▸ Study questions:
1: In the passage about RCUK's Research Outcomes Project, why will academics end up entering their data twice? Answer in one to three sentences.
2: Continue the passage about RCUK's Research Outcomes Project from where it stops.

Following my previous post, I've heard on the grapevine about some - ahem - 'discontent' with RCUK's Research Outcomes Project (ROP), which is due to go live on 14 November.

Whilst the RCUK is still whistling in the dark about its new system, both the Russell Group and 94 Group have written to RCUK asking them to think again about implementing it in its current form. One person I spoke to said that working with the system 'will make you cry'. Whilst they had issues with MRC's e-Val system, it was user friendly in comparison to the ROP. Apparently the reason that the ESRC-based system was chosen in preference to the MRC one was that it was the cheapest to develop.

The main issue with ROP is that it does not allow 'bulk uploads'. Thus, universities will not be able to centrally load details of all the outcomes from all their RCUK-funded projects. Each academic will have to enter details of the projects separately. Worse still, the new system does not currently have the capacity to link to an institution's own repository - such as the Kent Academic Repository (KAR) - so academics will end up having to enter the data twice.

▸ Dataset content:
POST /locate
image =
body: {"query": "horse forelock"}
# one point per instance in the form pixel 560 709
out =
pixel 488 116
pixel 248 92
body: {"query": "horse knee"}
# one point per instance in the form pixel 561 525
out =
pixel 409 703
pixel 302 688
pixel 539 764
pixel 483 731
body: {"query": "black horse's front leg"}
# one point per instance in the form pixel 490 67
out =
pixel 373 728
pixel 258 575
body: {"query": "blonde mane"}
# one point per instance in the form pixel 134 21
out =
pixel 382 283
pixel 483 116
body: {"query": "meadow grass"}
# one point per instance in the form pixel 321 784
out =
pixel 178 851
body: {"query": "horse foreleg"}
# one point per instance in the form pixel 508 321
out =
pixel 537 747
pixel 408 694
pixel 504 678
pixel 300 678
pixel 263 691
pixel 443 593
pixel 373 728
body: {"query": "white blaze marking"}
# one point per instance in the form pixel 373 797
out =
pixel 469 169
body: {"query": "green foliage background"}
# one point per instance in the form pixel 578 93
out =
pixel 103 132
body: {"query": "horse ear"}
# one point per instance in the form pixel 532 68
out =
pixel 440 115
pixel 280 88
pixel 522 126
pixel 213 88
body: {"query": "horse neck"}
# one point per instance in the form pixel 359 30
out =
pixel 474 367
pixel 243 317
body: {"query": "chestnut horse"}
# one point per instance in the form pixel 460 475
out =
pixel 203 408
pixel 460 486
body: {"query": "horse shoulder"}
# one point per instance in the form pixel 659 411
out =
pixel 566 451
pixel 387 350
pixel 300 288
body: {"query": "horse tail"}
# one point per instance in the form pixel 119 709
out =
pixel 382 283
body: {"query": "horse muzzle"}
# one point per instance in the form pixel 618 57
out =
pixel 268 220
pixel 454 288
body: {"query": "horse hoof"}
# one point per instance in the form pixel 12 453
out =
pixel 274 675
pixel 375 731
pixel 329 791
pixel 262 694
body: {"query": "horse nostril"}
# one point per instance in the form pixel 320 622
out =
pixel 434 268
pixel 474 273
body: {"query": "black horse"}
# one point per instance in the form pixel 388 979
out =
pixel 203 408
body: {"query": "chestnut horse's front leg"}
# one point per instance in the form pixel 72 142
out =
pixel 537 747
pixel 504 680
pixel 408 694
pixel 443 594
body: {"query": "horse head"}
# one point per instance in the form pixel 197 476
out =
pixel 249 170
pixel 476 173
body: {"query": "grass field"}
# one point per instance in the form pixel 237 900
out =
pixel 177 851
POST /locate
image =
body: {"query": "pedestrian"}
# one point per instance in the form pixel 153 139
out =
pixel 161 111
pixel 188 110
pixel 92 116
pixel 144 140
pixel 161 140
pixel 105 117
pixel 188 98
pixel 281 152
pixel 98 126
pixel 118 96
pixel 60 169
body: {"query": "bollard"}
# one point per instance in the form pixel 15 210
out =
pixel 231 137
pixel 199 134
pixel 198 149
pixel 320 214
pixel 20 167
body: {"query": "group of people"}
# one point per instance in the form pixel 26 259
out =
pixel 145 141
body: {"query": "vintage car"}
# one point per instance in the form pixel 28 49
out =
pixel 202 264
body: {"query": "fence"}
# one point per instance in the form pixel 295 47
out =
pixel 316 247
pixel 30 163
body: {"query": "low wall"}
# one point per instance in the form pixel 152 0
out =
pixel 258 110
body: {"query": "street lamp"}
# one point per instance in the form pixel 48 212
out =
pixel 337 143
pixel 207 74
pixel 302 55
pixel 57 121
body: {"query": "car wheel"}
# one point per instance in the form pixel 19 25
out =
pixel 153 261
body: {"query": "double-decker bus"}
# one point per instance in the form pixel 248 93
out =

▸ Task results:
1: The new system cannot currently link to an institution's own repository, such as the Kent Academic Repository (KAR). Academics will therefore have to enter the same details in both places.

2:
The result will be that research offices will spend a lot of time chasing academics to fill in their details - individually - and that academics will spend twice as long as they need providing their data - individually. And, if push comes to shove, the academics might decide that they will only provide the obligatory ROP data rather than (say) the requested HEI data, which may foul up institutional preparations for the REF.

There's still a possibility that RCUK will find a way to allow bulk uploads, and they may even find a way of linking to individual institutional repositories. But it's unlikely to do so by 14 November.

Thursday, 13 October 2011

RCUK Research Outcomes Project Goes Live

RCUK has been developing a system to collect data on outcomes from all their funded research. I highlighted it in January last year, and it's development has not been without controversy. In June last year Research Fortnight reported on disquiet within universities about the additional work that would arise from inputting data on to the system. There was also some concern about how it would fit in with or replace the MRC's existing e-Val system, which had only recently replaced the Output Data Gathering Tool (ODGT).

Anyway, it all seems to have been settled now, and we've just had word through that it is finally going to go live. Details are available here, with some FAQs here (pdf). It will be released to research offices in the week commencing 24 October 2011, to give us time to become familiar with the system, and feedback any queries or concerns to RCUK.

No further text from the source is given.